> _Document section_:
Patents
have been granted for a large number of inventions which are of
dubious usefulness, or perhaps reflect some strange characteristic
of their inventor; but in any case they are pretty humourous to
read.
All of the links here are to pages
at www.delphion.com [except
for the one from CIPO].
I highly recommend this site for searching the patent files.
Click Here
to see a gallery of strange patents maintained by the site.
This device is, of course, a Bird
Diaper. Presumably for birds which just can't be house-trained.
Again, what it sounds like. The
idea is that modern people would like to be flung high into the
air, alive, by a device that medieval folks used to fling large
dead animals at other people whom they didn't like. I'm not kidding.
It's patented. For more on flinging things, see the Archvillain
Trebuchet Page.
"A kit for synthesizing a
scent substantially similar to that produced in the anal glands
of skunks is provided..." Don't all jump up at once.
US6004596: Sealed crustless sandwich
"The upper and lower fillings are preferably comprised of peanut butter and the center filling is comprised of at least jelly". It's a patent on a PB&J.

> _Information supplied_:
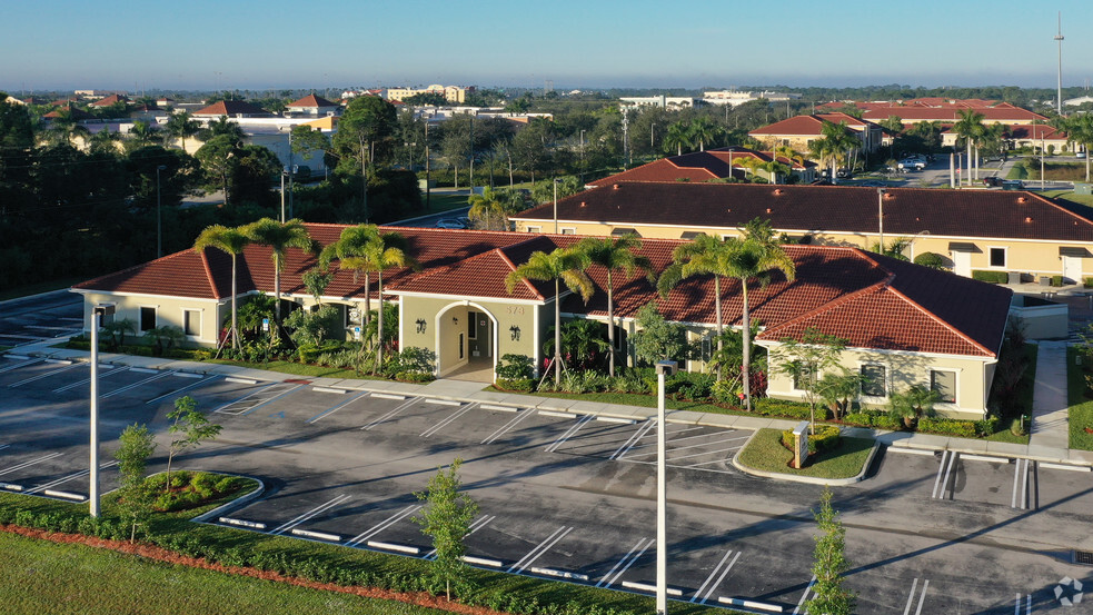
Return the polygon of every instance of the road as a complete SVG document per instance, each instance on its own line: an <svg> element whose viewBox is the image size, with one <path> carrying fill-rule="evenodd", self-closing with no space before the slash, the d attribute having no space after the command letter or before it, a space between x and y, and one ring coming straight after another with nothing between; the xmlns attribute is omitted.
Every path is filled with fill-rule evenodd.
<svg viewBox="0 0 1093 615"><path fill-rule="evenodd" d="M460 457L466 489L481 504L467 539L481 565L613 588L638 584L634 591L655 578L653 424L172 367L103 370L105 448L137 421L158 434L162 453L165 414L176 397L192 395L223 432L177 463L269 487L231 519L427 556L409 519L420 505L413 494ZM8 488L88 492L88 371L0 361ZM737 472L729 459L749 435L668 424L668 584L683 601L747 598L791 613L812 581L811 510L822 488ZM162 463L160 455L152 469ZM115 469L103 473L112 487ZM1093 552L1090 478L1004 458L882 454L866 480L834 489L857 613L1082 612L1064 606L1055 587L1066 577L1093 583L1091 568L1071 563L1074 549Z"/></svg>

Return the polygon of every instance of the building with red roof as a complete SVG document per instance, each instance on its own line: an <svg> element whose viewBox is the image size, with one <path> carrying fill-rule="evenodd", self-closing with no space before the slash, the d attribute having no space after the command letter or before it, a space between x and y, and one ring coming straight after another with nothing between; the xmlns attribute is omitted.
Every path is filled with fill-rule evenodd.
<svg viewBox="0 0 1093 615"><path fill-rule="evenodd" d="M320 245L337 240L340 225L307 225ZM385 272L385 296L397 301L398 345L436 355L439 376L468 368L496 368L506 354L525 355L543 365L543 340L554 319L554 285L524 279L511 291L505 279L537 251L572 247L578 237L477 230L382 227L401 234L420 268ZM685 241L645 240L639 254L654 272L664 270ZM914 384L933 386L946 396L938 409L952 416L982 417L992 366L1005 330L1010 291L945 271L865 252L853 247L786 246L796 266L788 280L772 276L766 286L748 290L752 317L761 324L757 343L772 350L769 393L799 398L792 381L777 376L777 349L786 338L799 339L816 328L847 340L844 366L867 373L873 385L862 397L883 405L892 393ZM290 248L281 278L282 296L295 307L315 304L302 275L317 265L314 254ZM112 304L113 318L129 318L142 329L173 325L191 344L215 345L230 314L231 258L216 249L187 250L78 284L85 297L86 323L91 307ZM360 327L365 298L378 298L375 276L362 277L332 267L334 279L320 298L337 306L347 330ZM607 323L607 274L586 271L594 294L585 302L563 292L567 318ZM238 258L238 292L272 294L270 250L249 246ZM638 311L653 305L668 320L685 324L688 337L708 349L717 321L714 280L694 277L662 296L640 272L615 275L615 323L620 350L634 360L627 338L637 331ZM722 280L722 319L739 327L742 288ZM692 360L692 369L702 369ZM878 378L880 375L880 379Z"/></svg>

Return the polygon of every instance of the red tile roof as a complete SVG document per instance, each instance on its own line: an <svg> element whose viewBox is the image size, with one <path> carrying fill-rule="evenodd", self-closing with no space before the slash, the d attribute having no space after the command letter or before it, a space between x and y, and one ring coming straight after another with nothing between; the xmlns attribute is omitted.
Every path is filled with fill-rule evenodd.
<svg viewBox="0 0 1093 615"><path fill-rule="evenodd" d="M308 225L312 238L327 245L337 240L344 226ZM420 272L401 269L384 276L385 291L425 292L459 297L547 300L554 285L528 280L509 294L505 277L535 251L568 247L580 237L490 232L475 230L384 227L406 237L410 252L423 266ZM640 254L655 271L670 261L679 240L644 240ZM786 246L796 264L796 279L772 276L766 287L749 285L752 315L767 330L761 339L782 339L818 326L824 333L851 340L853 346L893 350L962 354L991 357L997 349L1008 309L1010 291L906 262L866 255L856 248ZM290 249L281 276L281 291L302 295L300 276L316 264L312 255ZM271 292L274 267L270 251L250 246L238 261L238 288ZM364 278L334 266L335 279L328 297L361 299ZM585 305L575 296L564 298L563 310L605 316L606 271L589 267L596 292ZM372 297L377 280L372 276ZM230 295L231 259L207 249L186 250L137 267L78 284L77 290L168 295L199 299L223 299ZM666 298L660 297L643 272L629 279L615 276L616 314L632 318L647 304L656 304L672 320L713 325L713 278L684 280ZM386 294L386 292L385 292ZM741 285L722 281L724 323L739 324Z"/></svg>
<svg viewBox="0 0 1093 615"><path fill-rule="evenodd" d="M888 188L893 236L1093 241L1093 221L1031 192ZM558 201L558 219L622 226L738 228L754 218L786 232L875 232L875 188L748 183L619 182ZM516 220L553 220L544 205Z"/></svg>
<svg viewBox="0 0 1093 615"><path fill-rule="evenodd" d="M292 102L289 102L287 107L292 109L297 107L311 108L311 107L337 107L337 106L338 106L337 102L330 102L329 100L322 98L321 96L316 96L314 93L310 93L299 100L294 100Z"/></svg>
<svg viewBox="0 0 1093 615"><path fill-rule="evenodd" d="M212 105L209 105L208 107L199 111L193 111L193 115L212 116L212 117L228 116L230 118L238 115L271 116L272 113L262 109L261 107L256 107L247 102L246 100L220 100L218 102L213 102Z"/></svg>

---

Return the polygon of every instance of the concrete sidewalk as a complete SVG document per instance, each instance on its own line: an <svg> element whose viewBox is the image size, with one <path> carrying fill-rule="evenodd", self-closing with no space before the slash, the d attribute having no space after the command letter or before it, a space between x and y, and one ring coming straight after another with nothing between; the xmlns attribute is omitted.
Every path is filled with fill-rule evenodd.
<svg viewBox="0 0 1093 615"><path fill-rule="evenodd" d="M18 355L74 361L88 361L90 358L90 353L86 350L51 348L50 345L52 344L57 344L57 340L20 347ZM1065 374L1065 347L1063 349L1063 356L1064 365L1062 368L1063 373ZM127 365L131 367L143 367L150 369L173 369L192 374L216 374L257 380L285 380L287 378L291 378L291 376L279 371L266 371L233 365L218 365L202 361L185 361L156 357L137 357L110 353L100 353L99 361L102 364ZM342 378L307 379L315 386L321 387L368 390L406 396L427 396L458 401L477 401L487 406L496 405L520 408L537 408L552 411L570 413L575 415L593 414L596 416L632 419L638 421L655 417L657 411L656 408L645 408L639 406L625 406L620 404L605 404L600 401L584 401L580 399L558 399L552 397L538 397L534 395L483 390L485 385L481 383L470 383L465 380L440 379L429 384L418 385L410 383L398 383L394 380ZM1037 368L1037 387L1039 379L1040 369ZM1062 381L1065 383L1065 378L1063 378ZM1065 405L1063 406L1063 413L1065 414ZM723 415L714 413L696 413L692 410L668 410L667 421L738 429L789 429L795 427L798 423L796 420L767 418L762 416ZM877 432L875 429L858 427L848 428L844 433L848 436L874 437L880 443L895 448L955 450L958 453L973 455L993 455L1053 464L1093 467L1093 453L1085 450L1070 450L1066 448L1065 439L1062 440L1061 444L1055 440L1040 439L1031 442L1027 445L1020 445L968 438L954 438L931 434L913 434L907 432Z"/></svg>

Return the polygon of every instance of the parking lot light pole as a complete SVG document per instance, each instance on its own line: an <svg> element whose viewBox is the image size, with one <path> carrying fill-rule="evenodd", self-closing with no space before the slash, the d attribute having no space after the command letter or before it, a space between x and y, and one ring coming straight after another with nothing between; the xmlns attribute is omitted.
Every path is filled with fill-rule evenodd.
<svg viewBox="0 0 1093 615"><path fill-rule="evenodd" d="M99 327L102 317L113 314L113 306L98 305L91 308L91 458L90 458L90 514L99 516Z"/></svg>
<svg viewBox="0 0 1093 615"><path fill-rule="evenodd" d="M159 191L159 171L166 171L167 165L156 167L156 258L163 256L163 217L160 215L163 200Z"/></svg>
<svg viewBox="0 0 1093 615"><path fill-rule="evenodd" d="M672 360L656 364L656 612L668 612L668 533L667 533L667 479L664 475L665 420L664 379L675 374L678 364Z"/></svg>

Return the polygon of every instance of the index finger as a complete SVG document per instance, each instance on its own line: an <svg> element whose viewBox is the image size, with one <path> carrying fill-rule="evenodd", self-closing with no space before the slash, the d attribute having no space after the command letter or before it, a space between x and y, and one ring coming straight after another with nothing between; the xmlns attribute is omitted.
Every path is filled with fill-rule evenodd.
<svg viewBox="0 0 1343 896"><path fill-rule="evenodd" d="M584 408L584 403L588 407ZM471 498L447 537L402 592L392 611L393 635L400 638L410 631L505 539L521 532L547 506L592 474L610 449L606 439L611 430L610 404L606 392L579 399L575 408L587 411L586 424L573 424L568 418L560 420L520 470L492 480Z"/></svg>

> _Problem set_:
- 1) Condense the paragraph of the page on odd patents that begins "Patents have been granted" into one shorter sentence that keeps its main facts.
- 2) Rewrite the entries from the line containing "Return the polygon of every instance of the building" through the line containing "245L337 240L340 225L307" as a two-column CSV with the headers instruction and answer. Give one row per request, put each field in quotation marks, and replace line breaks with spaces.

> _Answers for the tasks_:
- 1) Many inventions of doubtful usefulness, or ones that may reveal some oddity of their inventor, have received patents, and either way they are quite funny to read.

- 2)
instruction,answer
"Return the polygon of every instance of the building with red roof as a complete SVG document per instance, each instance on its own line: an <svg> element whose viewBox is the image size, with one <path> carrying fill-rule=""evenodd"", self-closing with no space before the slash, the d attribute having no space after the command letter or before it, a space between x and y, and one ring coming straight after another with nothing between; the xmlns attribute is omitted. Every path is filled with fill-rule evenodd.","<svg viewBox=""0 0 1093 615""><path fill-rule=""evenodd"" d=""M320 245L337 240L340 225L307 225ZM385 272L385 296L397 301L398 345L436 355L439 376L468 368L496 368L506 354L525 355L543 365L543 340L554 319L554 285L524 279L511 291L505 279L537 251L572 247L578 237L477 230L382 227L401 234L420 268ZM685 241L645 240L639 254L654 272L664 270ZM914 384L933 386L946 396L938 409L952 416L982 417L992 366L1005 330L1010 291L945 271L865 252L853 247L786 246L796 266L788 280L772 276L766 286L748 290L752 317L761 324L757 343L772 350L769 393L799 398L792 381L777 376L777 349L786 338L799 339L816 328L847 340L844 366L867 373L873 385L862 397L883 405L892 393ZM290 248L281 278L282 296L295 307L315 304L302 275L317 265L314 254ZM112 304L113 318L129 318L142 329L173 325L191 344L215 345L230 314L231 258L216 249L187 250L78 284L85 297L86 323L91 307ZM360 327L365 298L378 298L375 276L362 277L332 267L334 279L320 298L337 306L347 330ZM607 323L607 274L586 271L594 294L585 302L563 292L567 318ZM238 258L238 292L272 294L270 250L249 246ZM638 311L653 305L668 320L685 324L688 337L708 349L717 321L714 280L694 277L662 296L640 272L615 275L615 323L620 350L634 360L627 338L637 331ZM722 280L722 319L739 327L742 288ZM692 360L692 369L702 369ZM878 378L880 375L880 379Z""/></svg>"